■ What to produce
From the line containing "Target: park background" down to the last line of the material below, copy each line exactly and leave out the rest.

Start of Provided data

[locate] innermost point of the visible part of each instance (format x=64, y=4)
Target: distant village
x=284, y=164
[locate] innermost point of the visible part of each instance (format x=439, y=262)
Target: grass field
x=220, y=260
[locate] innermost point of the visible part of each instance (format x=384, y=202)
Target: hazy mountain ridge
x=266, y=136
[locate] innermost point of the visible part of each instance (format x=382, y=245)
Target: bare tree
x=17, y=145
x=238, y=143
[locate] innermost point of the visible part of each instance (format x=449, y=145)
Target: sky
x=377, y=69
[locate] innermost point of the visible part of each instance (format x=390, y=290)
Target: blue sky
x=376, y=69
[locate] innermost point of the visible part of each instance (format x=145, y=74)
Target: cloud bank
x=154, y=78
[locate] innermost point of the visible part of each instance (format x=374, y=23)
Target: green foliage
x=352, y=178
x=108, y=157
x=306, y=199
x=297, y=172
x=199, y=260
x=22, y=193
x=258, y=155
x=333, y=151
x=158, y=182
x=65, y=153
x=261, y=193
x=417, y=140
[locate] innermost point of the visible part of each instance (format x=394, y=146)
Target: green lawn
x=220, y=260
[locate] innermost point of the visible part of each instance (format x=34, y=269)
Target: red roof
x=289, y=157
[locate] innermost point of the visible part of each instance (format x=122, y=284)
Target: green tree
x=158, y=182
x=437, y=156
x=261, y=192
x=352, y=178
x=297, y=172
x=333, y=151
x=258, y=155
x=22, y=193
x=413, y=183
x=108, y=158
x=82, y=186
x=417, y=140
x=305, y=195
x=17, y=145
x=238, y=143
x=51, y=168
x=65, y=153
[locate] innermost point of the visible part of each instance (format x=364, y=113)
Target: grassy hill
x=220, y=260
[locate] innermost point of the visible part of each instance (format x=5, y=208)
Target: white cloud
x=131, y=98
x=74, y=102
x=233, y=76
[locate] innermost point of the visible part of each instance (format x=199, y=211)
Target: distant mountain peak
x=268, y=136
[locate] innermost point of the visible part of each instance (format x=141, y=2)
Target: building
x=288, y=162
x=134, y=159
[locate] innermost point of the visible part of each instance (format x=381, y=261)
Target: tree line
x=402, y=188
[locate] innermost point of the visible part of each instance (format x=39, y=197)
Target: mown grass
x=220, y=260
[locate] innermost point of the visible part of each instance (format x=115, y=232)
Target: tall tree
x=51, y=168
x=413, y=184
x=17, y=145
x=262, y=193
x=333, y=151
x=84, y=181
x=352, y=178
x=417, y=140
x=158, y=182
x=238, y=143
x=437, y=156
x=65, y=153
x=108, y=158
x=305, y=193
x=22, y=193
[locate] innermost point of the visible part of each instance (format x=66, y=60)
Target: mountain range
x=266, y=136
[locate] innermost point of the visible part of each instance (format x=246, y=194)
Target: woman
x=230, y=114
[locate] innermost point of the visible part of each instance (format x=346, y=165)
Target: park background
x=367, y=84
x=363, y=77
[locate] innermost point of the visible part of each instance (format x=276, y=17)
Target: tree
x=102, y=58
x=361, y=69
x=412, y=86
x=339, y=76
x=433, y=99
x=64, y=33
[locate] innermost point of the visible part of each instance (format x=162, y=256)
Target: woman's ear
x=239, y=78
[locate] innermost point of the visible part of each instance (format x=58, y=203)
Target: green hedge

End of Provided data

■ Your solution
Target: park background
x=367, y=84
x=363, y=77
[locate] innermost point of the visible part of each instance (format x=276, y=17)
Target: tree
x=102, y=58
x=361, y=69
x=412, y=86
x=339, y=76
x=433, y=99
x=64, y=33
[locate] innermost point of the visible part of each instance (format x=162, y=256)
Target: woman's ear
x=239, y=78
[locate] innermost point of the visible part of each instance (format x=58, y=203)
Target: green hedge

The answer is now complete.